PROBLEM - Show every line of the data that includes the word "overhead".
##########
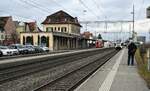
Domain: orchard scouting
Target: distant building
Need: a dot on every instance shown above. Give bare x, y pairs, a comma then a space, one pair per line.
87, 35
7, 30
60, 31
141, 39
25, 27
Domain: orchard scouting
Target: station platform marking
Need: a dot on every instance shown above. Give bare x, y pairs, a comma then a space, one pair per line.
106, 85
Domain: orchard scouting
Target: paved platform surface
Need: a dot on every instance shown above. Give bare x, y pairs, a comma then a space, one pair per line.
5, 61
115, 75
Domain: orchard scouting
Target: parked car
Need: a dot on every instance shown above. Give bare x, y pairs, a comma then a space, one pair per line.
38, 49
20, 48
1, 54
30, 48
14, 51
44, 48
5, 51
118, 46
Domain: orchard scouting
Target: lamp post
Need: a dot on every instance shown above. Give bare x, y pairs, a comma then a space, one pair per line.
148, 54
133, 12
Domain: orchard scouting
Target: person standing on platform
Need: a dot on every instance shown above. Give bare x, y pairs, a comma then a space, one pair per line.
131, 52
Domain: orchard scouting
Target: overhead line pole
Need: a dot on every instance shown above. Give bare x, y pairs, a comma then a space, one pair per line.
133, 23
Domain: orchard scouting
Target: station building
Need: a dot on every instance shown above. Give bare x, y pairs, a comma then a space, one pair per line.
61, 31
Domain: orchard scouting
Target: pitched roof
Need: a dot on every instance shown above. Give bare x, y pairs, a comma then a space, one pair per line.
61, 17
3, 21
31, 25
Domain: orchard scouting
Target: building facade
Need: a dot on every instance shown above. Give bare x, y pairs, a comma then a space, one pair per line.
7, 30
60, 31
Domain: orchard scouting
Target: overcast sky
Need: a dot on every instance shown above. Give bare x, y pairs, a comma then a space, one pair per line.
95, 9
31, 10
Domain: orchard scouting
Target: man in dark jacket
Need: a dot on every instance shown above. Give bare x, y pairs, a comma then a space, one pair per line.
131, 51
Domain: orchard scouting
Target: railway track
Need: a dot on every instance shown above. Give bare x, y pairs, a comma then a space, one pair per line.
29, 55
10, 73
15, 72
73, 79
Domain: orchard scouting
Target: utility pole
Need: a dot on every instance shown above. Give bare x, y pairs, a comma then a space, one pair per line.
133, 12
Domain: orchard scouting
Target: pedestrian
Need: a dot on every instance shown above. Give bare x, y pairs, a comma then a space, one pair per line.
131, 52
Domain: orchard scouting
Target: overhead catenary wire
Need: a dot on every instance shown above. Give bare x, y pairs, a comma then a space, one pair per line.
17, 15
35, 6
91, 11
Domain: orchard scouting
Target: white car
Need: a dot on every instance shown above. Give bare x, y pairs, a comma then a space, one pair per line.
45, 49
118, 46
5, 50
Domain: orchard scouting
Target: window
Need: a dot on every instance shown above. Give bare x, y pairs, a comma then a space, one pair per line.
49, 29
63, 29
55, 29
2, 36
58, 28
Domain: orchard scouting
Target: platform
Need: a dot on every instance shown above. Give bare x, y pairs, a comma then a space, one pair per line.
115, 75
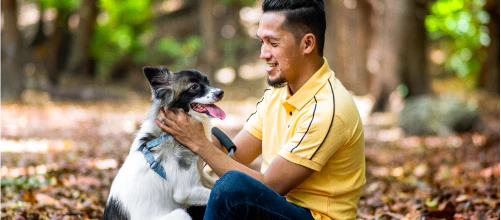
##########
EXERCISE ANSWER -
Target: overhead line pole
Target: overhead catenary wire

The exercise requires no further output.